The Disclosure Regulation aims to i) lay down the harmonised rules for financial market participants and financial advisers on transparency with regard to the integration of sustainability risks, ii) the consideration of adverse sustainability impacts in their processes and iii) the provision of sustainability related information with respect to financial products.
It will apply to AIFMs, UCITS management companies, as well as portfolio managers and investment advisers authorised under MiFID (the “Financial Market Participants”). The Disclosure Regulation obliges the Financial Market Participants to publish on their websites information about their policies on the integration of sustainability risks in their investment decision-making process in order to ensure the transparency of sustainability risk policies.
Sustainability risk is defined as an environmental, social or governance event or condition that, if it occurs, could cause a negative material impact on the value of an investment. The sustainability factors that could cause such sustainability risk are environmental, social and employee matters, respect for human rights, anti-corruption and anti-bribery matters. These shall be taking into consideration while considering the below mentioned disclosure on adverse sustainability impact.
Please note that despite Brexit, the Disclosure Regulation is decided to be onshored by the UK. The pre-investment disclosure obligations of AIFMs on ESG are based on Article 23 (1) of the Directive on Alternative Investment Fund Managers (“AIFMD”), which applies to EU and the UK based AIF managers. And this obligation apply also to the managers of non-EU AIFs based on cross references to Article 36 and 42 of the AIFMD for the funds they market in EU and the UK under national private placement regimes. This shall mean the pre-investment disclosure obligations also applies to non-EU AIFMs who market their non-EU funds under Article 42 of private placement regimes in the UK or any EU jurisdictions. i.e. Swiss investment fund managers marketing their Cayman island based funds in EU jurisdictions or the UK.
The Boards of the Financial Market Participants shall consider the following steps in order to allow time themselves to formulate relevant ESG policies and practices tailored to their business and investment objectives.
This first set of points is from a macro perspective in order to assess the Boards’ position on strategic decision making for sustainable finance regulatory compliance.
- Start planning the short and long term strategies for ESG compliance
- Evaluate whether the Board have any competency regarding ESG matters
- Evaluate if the Board composition is suitable for ESG compliance
- Evaluate whether the Board needs a sustainability committee
- Evaluate where the Board stands in meeting the shareholder value expectations
- Evaluate whether the Board have correct information channels to receive accurate data to assess ESG risks
- Evaluate in what position does the Board aims to comply with sustainability requirements (i.e. adequately to the minimum for compliance purpose or to follow best market practices, stewardship etc.)
************
- [REQUEST 1] From the passage on the Disclosure Regulation, reproduce word for word the part from "The Boards of" to "and investment objectives.".
- [REQUEST 2] In the passage on the Disclosure Regulation, how is sustainability risk defined?
- [REQUEST 3] Extend the passage on the Disclosure Regulation, beginning after its final sentence.

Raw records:
************
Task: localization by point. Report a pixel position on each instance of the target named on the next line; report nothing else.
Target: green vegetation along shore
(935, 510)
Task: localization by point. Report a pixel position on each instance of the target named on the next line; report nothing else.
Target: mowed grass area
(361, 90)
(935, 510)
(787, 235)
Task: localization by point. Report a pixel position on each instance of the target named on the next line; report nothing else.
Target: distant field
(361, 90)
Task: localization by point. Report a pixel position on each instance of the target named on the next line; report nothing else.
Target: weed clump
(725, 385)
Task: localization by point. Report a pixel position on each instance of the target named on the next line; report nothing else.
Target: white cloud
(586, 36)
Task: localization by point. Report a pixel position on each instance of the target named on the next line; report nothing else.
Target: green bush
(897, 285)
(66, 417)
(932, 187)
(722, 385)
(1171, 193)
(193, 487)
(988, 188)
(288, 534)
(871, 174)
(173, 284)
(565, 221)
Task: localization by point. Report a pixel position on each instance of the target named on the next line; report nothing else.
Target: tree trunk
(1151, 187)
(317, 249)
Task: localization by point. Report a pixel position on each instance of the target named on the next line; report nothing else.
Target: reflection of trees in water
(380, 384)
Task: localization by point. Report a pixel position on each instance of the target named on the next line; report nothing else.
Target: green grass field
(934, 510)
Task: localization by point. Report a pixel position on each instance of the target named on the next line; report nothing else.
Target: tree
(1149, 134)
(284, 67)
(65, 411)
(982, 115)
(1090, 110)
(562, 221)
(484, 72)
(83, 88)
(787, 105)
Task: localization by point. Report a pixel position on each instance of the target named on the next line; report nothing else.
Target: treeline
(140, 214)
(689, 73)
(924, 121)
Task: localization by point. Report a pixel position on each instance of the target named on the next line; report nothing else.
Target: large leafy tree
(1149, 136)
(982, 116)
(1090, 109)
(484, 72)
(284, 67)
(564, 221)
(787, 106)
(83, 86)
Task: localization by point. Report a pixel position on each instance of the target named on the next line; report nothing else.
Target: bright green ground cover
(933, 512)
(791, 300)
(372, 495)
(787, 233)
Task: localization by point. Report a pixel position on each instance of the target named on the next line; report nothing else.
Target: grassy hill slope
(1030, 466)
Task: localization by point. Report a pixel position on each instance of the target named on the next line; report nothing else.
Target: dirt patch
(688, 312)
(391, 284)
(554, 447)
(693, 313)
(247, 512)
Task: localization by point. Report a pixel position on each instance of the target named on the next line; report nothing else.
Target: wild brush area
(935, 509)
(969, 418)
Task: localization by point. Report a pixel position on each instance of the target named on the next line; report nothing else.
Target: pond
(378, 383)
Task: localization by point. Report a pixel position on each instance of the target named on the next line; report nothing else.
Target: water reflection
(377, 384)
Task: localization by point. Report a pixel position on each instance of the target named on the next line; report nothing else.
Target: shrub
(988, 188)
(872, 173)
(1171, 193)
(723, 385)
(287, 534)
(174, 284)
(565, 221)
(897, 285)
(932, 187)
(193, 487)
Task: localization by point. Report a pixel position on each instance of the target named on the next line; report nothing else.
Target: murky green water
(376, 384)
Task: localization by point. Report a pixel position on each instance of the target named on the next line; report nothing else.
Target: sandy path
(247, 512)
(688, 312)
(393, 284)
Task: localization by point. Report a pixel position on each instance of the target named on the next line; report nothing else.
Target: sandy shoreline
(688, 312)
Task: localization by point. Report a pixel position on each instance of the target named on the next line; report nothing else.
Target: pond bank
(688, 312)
************
- [TASK RESPONSE 1]
The Boards of the Financial Market Participants shall consider the following steps in order to allow time themselves to formulate relevant ESG policies and practices tailored to their business and investment objectives.

- [TASK RESPONSE 2] Sustainability risk is an environmental, social or governance event or condition that, if it occurs, could cause a negative material impact on the value of an investment.

- [TASK RESPONSE 3]
These second set of steps is from a micro perspective based on the obligations imposed by the Disclosure Regulation. Please take into consideration these to see how far your Board has progressed within the last 6 months since publication of the Disclosure Regulation and what steps shall be taken within the next 9 months in order to be ready for compliance ahead of the Disclosure Regulation’s effective date:
- Start planning both on entity and product level for new ESG obligations
- Decide whether the company needs to receive service for ESG consulting to get ready for the whole Action Plan requirements
- Fill in the data gap on product level, classify financial products and analyze the underlying economic activities
- Draw a roadmap on how to implement the new disclosure requirements
- Revisit and adjust investment strategy, thus the policies in place
- Reorganize internal processes, risk management and control functions
- Negotiate/communicate contractual terms with investors, if need be (i.e. LPAs, IMAs, side letters)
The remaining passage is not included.